Selected extract:
---
Emmanuel – Takes One to know one

The Story of the Nativity: Christmas Paintings by Illustrator Michael Dudash

Fifty years ago on this very night, John McCain was a prisoner of war in Viet Nam.  During the 2008 presidential race, John McCain was asked by Time magazine to share his “personal journey of faith.” In his article McCain shared a powerful story of something that occurred while he was a prisoner of war in Vietnam:

“When I was a prisoner of war in Vietnam…my captors would tie my arms behind my back and then loop the rope around my neck and ankles so that my head was pulled down between my knees. I was often left like that throughout the night. One night a guard came into my cell. He put his finger to his lips signaling for me to be quiet and then loosened my ropes to relieve my pain. The next morning, when his shift ended, the guard returned and retightened the ropes, never saying a word to me.

A month or so later, on Christmas Day, I was standing in the dirt courtyard when I saw that same guard approach me. He walked up and stood silently next to me, not looking or smiling at me. Then he used his sandaled foot to draw a cross in the dirt. We stood wordlessly looking at the cross, remembering the true light of Christmas, even in the darkness of a Vietnamese prison camp.”  {Found on Christianity Today website}

“The people who walked in darkness have seen a great light . . . Those who lived in a land of deep darkness, on them light has shined.” – Isaiah.

Perhaps you find yourself wondering why you are here tonight.  Perhaps  you are moving beneath a cloud tonight.  Perhaps you wonder about yourself and God.  Be comforted; God’s story also begins with shadows and questions and fear and uncertainty.

I suppose there were many questions on this journey from Nazareth.

The makers of history are on the move; Emperor Augustus has placed himself at the center of the world issuing decrees.  Augustus is a Caesar, a master of all that he surveys.  He pulls the great levers of power.
---
(Rows from a dataset)

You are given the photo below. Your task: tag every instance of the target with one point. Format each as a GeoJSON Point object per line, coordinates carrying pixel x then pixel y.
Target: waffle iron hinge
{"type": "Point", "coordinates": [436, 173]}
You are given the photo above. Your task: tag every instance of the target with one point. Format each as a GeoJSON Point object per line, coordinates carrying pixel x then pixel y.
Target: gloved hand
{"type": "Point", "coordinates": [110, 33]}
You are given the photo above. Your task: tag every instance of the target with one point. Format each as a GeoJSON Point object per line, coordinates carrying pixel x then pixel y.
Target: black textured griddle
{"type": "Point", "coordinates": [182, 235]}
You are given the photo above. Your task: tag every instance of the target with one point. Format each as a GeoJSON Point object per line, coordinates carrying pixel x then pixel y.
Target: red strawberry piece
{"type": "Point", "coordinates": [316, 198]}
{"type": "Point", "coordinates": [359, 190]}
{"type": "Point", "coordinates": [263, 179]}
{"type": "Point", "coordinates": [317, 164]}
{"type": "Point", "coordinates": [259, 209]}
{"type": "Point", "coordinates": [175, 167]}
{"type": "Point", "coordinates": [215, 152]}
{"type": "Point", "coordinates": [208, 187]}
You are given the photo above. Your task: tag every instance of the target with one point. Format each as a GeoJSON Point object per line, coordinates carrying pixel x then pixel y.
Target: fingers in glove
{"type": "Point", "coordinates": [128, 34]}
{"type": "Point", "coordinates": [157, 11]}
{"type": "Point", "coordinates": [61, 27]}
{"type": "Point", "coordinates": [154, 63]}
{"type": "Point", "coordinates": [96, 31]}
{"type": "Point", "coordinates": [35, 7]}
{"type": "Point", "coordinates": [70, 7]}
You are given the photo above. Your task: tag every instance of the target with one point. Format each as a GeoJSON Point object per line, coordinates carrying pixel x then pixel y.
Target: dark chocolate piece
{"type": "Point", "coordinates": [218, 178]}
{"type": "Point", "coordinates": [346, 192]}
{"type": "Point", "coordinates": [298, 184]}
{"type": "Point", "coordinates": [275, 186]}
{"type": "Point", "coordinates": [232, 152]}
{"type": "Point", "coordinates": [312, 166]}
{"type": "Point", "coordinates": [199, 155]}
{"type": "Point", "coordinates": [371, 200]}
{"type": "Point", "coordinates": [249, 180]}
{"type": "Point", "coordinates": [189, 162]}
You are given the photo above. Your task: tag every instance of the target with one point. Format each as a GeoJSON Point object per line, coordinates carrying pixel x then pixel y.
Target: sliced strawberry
---
Work to complete: Revise the stretch of the Nativity text from "Perhaps you find" through "journey from Nazareth.", putting "storm" in place of "cloud". The records have nothing to do with this.

Task response:
Perhaps you find yourself wondering why you are here tonight.  Perhaps  you are moving beneath a storm tonight.  Perhaps you wonder about yourself and God.  Be comforted; God’s story also begins with shadows and questions and fear and uncertainty.

I suppose there were many questions on this journey from Nazareth.